> _TEXT BLOCK_
In November 2001, the footballing world was in shock when Wales manager Gary Speed was found to have committed suicide. Following a very successful playing career, and what appeared to be a dream job managing his national team, many could not fathom how someone who had everything on the surface, could take his own life. Unfortunately that is the nature of depression. Even close friends and family were unaware of Gary Speed’s demons – most suffering with the illness battle not only their condition, but the stigma that goes along with it.
There is an improving knowledge and acceptance of depression as a legitimate illness, however many still cannot relate to the condition and are unable to differentiate being seriously depressed with having a few off days. Here, we look at the different symptoms of depression and how it can affect individuals:
Continuous Low Mood
This is the obvious starting point. The most commonly associated symptom of being depressed is having a low mood, lack of interest in things and a lack of energy. When trying to identify if someone is depressed, this change in behaviour should be noted when there are not any obvious valid explanations, i.e. a death in the family, loss of a job, bad exam results etc.
Feeling Guilt Ridden & Anxious
People feeling depressed often show signs of anxiety and guilt and might seem on edge for no apparent reason. This is to do with the chemical imbalance in the brain. Other signs are irritability and a low tolerance levels for others.
At the worst stage, some people cannot see a way out and feel suicidal. The mental and physical symptoms of depression make them feel like nothing will improve and suicide is the only way to escape the torture of their current situation. As stated with Gary Speed, the stigma that has been attached to depression has stopped some people speaking out about their issues and then it is unfortunately too late.

> _Records from a collection_
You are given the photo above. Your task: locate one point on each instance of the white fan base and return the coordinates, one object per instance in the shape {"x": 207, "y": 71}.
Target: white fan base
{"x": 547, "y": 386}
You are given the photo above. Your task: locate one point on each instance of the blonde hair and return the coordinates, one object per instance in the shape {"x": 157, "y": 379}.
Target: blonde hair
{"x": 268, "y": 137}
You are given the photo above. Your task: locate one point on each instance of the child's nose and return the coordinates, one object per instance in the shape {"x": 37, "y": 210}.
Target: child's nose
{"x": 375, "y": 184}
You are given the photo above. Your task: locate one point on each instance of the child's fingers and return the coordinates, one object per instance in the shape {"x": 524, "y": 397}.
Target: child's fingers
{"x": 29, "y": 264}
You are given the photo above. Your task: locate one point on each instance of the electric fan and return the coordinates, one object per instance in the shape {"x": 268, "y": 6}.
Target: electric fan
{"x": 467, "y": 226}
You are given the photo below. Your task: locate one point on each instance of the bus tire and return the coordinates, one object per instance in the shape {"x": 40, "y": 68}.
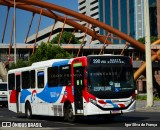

> _TASKS TO COMPLETE_
1 > (a) In the depression text, which team did Gary Speed manage?
(b) What cause does it give for the anxiety and guilt that depressed people often show?
(c) What examples does it give of obvious valid explanations for a change in behavior?
2 > Can you carry the depression text forward from its final sentence?

> _ANSWERS IN ORDER_
1 >
(a) Wales, his national team.
(b) A chemical imbalance in the brain.
(c) A death in the family, loss of a job, and bad exam results.

2 >
In addition to mental symptoms, depression can manifest itself and affect physical functions:
Change In Sleep
Depression often causes individuals sleep patterns to change. This may be that they struggle to get to sleep and keep waking up, or that they sleep more. Often it can be a combination of the two – failing to sleep at night and then not wanting to get out of bed in the morning.
Changes In Appetite
Mostly appetite is reduced during depression, but on occasions it can increase. Noticing a change in eating habits can be a good indicator of whether someone is potentially depressed.
Depression has the effect of making its sufferers feel lethargic, slow and tired on a regular basis. It is a vicious cycle as the method to improve energy and endorphins in the body is to exercise, however when people have depression, both physically and mentally this can be a difficult idea to entertain.
Perception of depression is slowly changing, but not fast enough. If there was no stigma or judgement of those with the illness, then undoubtedly numerous lives could be saved on a yearly basis as people will seek psychological support for depression and be more open about their issues as opposed to feeling there is no way out.